──────── Source records ────────
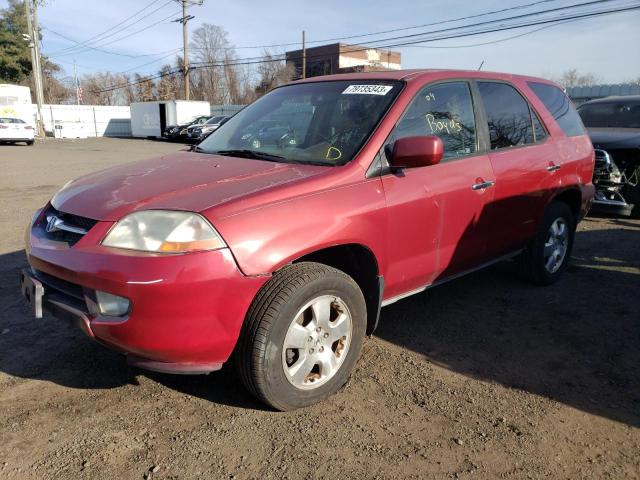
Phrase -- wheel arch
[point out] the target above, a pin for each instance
(573, 198)
(361, 264)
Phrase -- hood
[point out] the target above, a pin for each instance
(615, 137)
(182, 181)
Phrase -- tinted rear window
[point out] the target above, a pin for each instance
(622, 114)
(560, 107)
(508, 115)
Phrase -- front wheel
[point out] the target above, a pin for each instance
(547, 254)
(302, 336)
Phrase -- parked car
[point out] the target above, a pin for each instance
(200, 132)
(283, 255)
(179, 132)
(613, 124)
(14, 130)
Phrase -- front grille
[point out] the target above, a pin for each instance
(60, 285)
(57, 289)
(602, 163)
(68, 220)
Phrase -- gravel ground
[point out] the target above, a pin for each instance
(484, 377)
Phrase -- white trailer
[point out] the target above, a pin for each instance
(149, 119)
(15, 102)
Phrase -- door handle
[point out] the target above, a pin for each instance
(482, 185)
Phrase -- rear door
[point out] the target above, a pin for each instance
(435, 227)
(524, 161)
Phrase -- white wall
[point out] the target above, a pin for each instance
(97, 120)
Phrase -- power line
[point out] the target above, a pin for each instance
(382, 32)
(500, 40)
(101, 36)
(89, 47)
(577, 16)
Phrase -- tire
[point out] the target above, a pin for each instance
(275, 374)
(536, 264)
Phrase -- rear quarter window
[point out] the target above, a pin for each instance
(560, 107)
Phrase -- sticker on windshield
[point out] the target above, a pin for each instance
(367, 89)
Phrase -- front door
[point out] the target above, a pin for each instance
(436, 225)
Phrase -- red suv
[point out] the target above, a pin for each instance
(278, 238)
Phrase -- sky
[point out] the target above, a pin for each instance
(606, 46)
────────
§ **Task statement**
Return each entry exactly as given. Leave the images out.

§ **Exercise solution**
Phrase -- wheel arch
[point out] the target above, a pin for each instance
(573, 198)
(361, 264)
Phrase -- hood
[point out] the target above, a pin for each instance
(615, 137)
(182, 181)
Phrase -- tinted rear window
[point out] the target above, a pin for each instance
(622, 114)
(560, 107)
(508, 115)
Phrase -- front wheel
[point out] the target above, a pin for each instance
(547, 254)
(302, 336)
Phrase -- parked car
[point out] the target above, a pin for each instance
(200, 132)
(283, 255)
(179, 132)
(613, 124)
(14, 130)
Phrase -- front grille
[point out] the target above, a pin for each instance
(60, 285)
(57, 289)
(602, 163)
(68, 220)
Phrase -- gravel ground
[point out] the target above, a pin for each instance
(484, 377)
Phrase -- white trailer
[point out] the target above, a pin for each instance
(149, 119)
(15, 102)
Phrase -- door handle
[point out] the target above, a pin for each instance
(482, 185)
Phrase -- rear door
[point out] the target above, a pin for each instance
(435, 227)
(524, 161)
Phrase -- white wall
[point out] the target above, a pin for each instance
(97, 120)
Phrase -- power line
[point out] the target above, a pin for each instance
(382, 32)
(500, 40)
(101, 36)
(89, 47)
(577, 16)
Phrase -- tire
[point out] the target above, a pin for each instance
(275, 374)
(536, 264)
Phrase -- rear quarter window
[point out] the target above, a pin for each instance
(560, 107)
Phrase -- sticker on windshield
[point out] the target above, a pin for each instance
(367, 89)
Phrase -- front door
[point out] the target above, a pin for each instance
(436, 225)
Phrase -- red suv
[point out] the target above, a pin for each instance
(278, 238)
Phrase -- sky
[point out] the target above, a pin for each instance
(606, 46)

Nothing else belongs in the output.